◆ **WHAT YOU HAVE TO DO**: Please copy out every one of the following items word for word, leaving out the pictures.

◆ **MATERIAL PROVIDED**:
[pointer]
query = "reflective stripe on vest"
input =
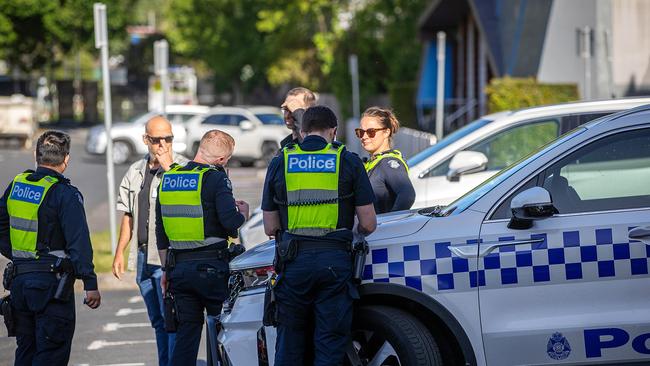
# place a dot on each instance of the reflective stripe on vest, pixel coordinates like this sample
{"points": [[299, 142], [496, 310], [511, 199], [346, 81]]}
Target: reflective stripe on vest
{"points": [[372, 163], [23, 203], [180, 205], [312, 180]]}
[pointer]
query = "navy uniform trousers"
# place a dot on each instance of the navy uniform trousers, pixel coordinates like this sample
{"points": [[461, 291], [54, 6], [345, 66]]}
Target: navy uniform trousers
{"points": [[44, 326], [314, 296], [197, 286]]}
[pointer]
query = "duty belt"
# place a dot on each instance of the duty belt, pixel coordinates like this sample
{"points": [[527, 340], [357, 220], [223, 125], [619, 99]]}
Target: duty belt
{"points": [[216, 252], [323, 245]]}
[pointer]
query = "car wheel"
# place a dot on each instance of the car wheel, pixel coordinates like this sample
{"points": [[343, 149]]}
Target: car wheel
{"points": [[121, 152], [386, 336], [269, 150]]}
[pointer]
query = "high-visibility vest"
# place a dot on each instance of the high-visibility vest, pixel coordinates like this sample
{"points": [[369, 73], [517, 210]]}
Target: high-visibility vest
{"points": [[23, 203], [312, 180], [180, 205], [372, 163]]}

◆ **WRITTEN ANSWER**:
[pointer]
query = "reflective stripe on vest"
input =
# place a dot on each instance of the reflective stripe on vest, pixel coordinates like this sample
{"points": [[299, 142], [496, 310], [511, 199], [346, 81]]}
Target: reflective stripe on vest
{"points": [[372, 163], [23, 203], [180, 205], [312, 180]]}
[pointer]
query = "navy uniform trousers"
# place a dot on each instance of the navy uniform trousers, pixel coordinates like this sample
{"points": [[461, 291], [54, 6], [345, 66]]}
Target: navy uniform trousers
{"points": [[44, 326], [314, 296], [197, 286]]}
[pointer]
query = "duty belt"
# place a dot on each instance of the duty belt, pixel coordinates like this sample
{"points": [[527, 340], [357, 220], [223, 125], [619, 99]]}
Target: duty belt
{"points": [[216, 252], [323, 245]]}
[pointer]
query = "car wheel"
# place a dot on each instance of the car wheel, pixel coordinates like this sample
{"points": [[343, 149]]}
Target: car wheel
{"points": [[121, 152], [386, 336], [269, 150]]}
[pointer]
query = "high-visibility vest"
# place a dot on each instance of the high-visibility vest, pixel coordinates like this sample
{"points": [[369, 73], [517, 210]]}
Target: high-visibility vest
{"points": [[23, 203], [312, 180], [180, 205], [372, 163]]}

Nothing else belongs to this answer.